#### [Exercise 1]
Repeat the Munich trip notes word for word, from "It is also worth" up to and including "you any good.".

#### [Source passage]

(begin)

The strangest thing about the Munich subway system is that it seems to be based the honor system.  There are no turnstiles which require you to prove that you paid.  You buy the tickets at kiosks and then have them timestamped, but there's nothing preventing you from just walking right onto the train and going wherever you want to.  I assume they have conductors that check tickets every so often, but we never saw that happen during the 5 days we were there.  Nevertheless, we always paid - it's cheap - don't go to the German jail.

Like I said earlier, the Munich Trade Fair complex is so huge that it covers 2 subway stops, and since on the first day we didn't know which end of the building was the entrance we made the mistake of taking the Messestadt West stop - big mistake and a long walk to the other end!  Just take the train all the way to Messestadt Ost (East) which is the end of the line, so you can't screw up, and it drops you off right at the entrance to the show.  Very convenient!

Our hotel, the Hotel Schlicker, was within visual shot of the Marientplatz Station.  The hotel was nice, but the rooms are tiny, and the bed was very uncomfortable, so I think next time we will try somewhere else.  As long as you're within a few blocks of any subway station you should be good.

It is also worth noting that the S-Bahn also goes directly from Terminal 1 at the Airport to Marienplatz station (and others), so this is the fastest and most cost-effective way to get to your hotel from the Airport.  The same goes in reverse back to the Airport.  We found out that nothing at the airport opens until about 5:30am, so even if you have a 7:00am flight you won't be able to check-in or go through security until 5:30, so getting there super-early won't do you any good.

Just as a side note, you should always make dinner reservations for the restaurants in Munich.  They're pretty much required, especially on weekends.  Otherwise, you'll be eating a pretzel sandwich off the street.

Show Me the Money

For people coming from the U.S. the most difficult thing about attending The Munich Show is paying for the rocks.  Unlike shows here in the States where checks, PayPal, and other payments are quite common, at this show 95% of the transactions are done with cash, and very few dealers will take anything else.  The good news, however, is that most dealers are happy to take U.S. dollars.  100% of the dealers we asked were happy to take our American cash, and on two occasions the dealer preemptively asked us if we could pay with dollars.  The reasoning, from what we were told, is that they prefer U.S. cash so that they can take it to Tucson without having to pay the expensive currency exchange fees.

(end)

#### [Exercise 2]
Rescale the rows below by giving all their lines again, requests included, with every point coordinate in the answers multiplied by 1.35 and rounded to a whole number, halves going up. Leave the pictures out.

Location annotation data excerpts:
(begin)

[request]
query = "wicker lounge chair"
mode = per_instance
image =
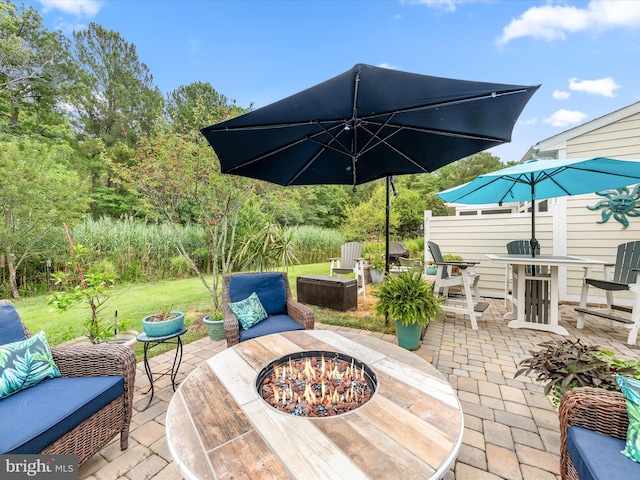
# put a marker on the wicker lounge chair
(350, 261)
(95, 432)
(273, 290)
(601, 411)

(end)

#### [Exercise result 1]
It is also worth noting that the S-Bahn also goes directly from Terminal 1 at the Airport to Marienplatz station (and others), so this is the fastest and most cost-effective way to get to your hotel from the Airport.  The same goes in reverse back to the Airport.  We found out that nothing at the airport opens until about 5:30am, so even if you have a 7:00am flight you won't be able to check-in or go through security until 5:30, so getting there super-early won't do you any good.

#### [Exercise result 2]
[request]
query = "wicker lounge chair"
mode = per_instance
image =
# put a marker on the wicker lounge chair
(473, 352)
(128, 583)
(369, 392)
(811, 555)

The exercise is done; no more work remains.